-- EXCERPT TO READ --
= = =
Did you mark the wires as you took 'em off the coil pack on top of engine..or change 'em one by one so you know for sure that you put each wire back on the correct coil pack terminal and plug? I don't know if the coil pack is marked like old distributor caps used to be with the cylinder #'s if you didn't mark wires. You can't go by distributor rotor position of course since there isn't one...if the car runs but "lumpy" you most likely have a couple of wires transposed.


----------



## whiteshirttdi11 (Jul 3, 2007)

*Re: i need help! firing order! (spitpilot)*

the coil pack is marked with the corresponding cylinder numbers, so im sure they are in the right position.








i got the cheap duralast plug wires from autozone, do you think that could be the issue?


----------



## spitpilot (Feb 14, 2000)

*Re: i need help! firing order! (whiteshirttdi11)*

Or maybe plug insulator issues..i've seen newly installed plugs with cracked insulators (some thing plug sockets are for sissy's) and even antisieze smeared on em..that stuff is super conductive and will short out a plug right now! Double check plug & wire install.... http://****************.com/smile/emthup.gif


----------



## whiteshirttdi11 (Jul 3, 2007)

*Re: i need help! firing order! (spitpilot)*

ive check so many things over and over haha. i didnt use that gel stuff, it didnt seem necessary, the stuff that came with the wires, the plugs are fine though, ive had them out a few times each checking if the cylinders were flooded. thanks for the help http://****************.com/smile/emthup.gif


----------



## motojoeis01 (Sep 18, 2008)
= = =
-- STATED TASK A --
Show every line of the records that contains the word "mask", treating uppercase and lowercase as different.

-- Pointing records --
= = =
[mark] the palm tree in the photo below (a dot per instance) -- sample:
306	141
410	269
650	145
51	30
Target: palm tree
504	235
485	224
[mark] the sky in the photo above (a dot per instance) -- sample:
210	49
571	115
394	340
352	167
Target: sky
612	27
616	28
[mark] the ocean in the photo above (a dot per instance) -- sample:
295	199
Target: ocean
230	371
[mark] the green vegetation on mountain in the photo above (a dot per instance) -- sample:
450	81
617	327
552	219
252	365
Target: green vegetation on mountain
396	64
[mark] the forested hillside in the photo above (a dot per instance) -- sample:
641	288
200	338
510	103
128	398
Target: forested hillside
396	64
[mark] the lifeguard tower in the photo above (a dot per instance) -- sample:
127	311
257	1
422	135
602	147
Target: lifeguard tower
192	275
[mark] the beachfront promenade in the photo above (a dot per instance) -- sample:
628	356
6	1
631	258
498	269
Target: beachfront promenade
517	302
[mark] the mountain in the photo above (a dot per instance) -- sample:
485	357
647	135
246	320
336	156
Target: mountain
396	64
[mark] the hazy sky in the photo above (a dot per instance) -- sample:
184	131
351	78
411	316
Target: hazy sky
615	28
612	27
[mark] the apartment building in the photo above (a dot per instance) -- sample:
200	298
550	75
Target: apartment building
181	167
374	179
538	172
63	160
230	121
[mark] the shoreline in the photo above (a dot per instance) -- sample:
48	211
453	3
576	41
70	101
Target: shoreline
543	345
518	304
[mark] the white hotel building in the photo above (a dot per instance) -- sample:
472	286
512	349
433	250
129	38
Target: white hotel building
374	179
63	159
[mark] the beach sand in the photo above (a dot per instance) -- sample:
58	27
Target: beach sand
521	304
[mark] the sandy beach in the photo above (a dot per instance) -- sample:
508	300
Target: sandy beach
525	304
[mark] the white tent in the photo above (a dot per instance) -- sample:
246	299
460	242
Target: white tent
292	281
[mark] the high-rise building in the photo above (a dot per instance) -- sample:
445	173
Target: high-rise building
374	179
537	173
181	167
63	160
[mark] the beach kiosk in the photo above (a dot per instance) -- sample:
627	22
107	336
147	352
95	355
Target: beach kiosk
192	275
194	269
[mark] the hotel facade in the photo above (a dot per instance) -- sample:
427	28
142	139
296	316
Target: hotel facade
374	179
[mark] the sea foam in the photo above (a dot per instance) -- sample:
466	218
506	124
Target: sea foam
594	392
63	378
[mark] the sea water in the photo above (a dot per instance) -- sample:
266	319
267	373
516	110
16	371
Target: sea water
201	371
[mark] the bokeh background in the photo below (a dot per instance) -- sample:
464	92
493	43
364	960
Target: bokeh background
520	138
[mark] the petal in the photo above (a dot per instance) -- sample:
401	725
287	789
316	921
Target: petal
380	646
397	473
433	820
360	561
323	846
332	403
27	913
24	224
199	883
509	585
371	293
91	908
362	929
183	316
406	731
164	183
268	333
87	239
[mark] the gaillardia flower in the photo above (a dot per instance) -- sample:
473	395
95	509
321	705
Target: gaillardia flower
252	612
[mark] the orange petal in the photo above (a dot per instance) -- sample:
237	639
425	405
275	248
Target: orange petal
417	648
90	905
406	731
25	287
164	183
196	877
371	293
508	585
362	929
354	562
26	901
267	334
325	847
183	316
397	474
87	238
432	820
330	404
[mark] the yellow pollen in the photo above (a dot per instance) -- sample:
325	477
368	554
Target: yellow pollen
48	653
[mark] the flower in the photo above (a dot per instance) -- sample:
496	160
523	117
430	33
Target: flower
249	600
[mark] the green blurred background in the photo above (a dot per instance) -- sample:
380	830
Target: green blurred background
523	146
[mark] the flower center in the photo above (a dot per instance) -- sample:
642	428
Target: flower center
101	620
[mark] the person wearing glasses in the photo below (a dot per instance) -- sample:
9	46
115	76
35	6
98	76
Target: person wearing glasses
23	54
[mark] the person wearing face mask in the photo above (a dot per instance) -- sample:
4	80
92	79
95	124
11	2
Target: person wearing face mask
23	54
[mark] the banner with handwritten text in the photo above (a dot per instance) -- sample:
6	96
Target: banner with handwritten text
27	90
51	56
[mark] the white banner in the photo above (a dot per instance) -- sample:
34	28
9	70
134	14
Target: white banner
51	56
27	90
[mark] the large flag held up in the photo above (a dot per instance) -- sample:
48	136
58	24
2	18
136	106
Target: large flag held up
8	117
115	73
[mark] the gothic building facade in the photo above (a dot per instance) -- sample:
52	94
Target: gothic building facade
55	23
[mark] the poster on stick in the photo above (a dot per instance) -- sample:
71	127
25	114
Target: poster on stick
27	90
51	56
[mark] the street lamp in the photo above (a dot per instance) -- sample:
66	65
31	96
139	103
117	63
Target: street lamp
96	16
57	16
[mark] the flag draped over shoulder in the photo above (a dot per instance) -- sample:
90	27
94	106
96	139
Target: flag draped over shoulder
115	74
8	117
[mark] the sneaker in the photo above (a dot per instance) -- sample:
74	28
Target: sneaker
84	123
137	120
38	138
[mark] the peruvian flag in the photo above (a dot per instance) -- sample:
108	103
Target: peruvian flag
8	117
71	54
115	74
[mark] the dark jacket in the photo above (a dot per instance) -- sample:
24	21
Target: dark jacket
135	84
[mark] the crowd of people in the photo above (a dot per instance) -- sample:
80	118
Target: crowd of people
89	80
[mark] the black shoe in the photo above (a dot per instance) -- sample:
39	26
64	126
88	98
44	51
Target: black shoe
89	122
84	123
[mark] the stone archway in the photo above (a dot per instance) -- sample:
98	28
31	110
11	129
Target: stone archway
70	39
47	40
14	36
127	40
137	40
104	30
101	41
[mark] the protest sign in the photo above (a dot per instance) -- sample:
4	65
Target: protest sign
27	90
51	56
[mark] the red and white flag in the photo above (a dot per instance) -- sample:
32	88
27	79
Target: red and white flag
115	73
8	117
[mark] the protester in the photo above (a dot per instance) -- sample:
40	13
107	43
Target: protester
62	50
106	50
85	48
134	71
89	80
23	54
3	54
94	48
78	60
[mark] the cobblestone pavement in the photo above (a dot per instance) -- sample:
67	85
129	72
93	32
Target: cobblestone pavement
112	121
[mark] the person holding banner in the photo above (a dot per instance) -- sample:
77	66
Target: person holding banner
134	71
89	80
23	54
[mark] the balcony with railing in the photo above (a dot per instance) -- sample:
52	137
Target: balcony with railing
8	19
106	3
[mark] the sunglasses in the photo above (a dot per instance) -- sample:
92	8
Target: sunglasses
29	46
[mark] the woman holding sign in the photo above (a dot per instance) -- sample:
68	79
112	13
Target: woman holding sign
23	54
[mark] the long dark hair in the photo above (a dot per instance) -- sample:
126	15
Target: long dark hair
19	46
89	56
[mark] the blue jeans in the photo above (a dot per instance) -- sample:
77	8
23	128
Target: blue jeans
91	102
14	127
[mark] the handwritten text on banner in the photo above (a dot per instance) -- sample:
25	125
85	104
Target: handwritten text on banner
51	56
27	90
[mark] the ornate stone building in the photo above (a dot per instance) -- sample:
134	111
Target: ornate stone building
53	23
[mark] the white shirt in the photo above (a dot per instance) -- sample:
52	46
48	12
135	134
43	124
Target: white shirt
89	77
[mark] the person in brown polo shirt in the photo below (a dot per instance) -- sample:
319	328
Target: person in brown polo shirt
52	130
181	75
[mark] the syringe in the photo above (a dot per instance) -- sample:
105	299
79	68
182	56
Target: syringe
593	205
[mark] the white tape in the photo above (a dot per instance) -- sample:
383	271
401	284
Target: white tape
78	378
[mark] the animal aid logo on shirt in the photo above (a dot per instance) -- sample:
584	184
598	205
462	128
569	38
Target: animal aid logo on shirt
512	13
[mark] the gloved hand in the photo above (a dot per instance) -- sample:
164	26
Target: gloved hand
= = =
-- STATED TASK B --
Carry on the forum thread about spark plug wires and firing order from the point where it stops.

-- FINAL ANSWER A --
[mark] the person wearing face mask in the photo above (a dot per instance) -- sample:
Target: person wearing face mask

-- FINAL ANSWER B --
*Re: i need help! firing order! (whiteshirttdi11)*

did you buy the good plugs or the cheaper single electrode plugs? the reason im asking is becaise i was going to ask did you check the gap on the plugs? ive had new ones out of the box range from one plug at .015 tot he next being .045. but if you have the double or quadrupal electrodes they dont need to be gapped. ive had buddys that throw them in and they're car runs like ****. i regapped the plugs and it runs great.


----------



## whiteshirttdi11 (Jul 3, 2007)

*Re: i need help! firing order! (motojoeis01)*

yeah i thought of that too, the plugs are ngk 4 electrode ones though.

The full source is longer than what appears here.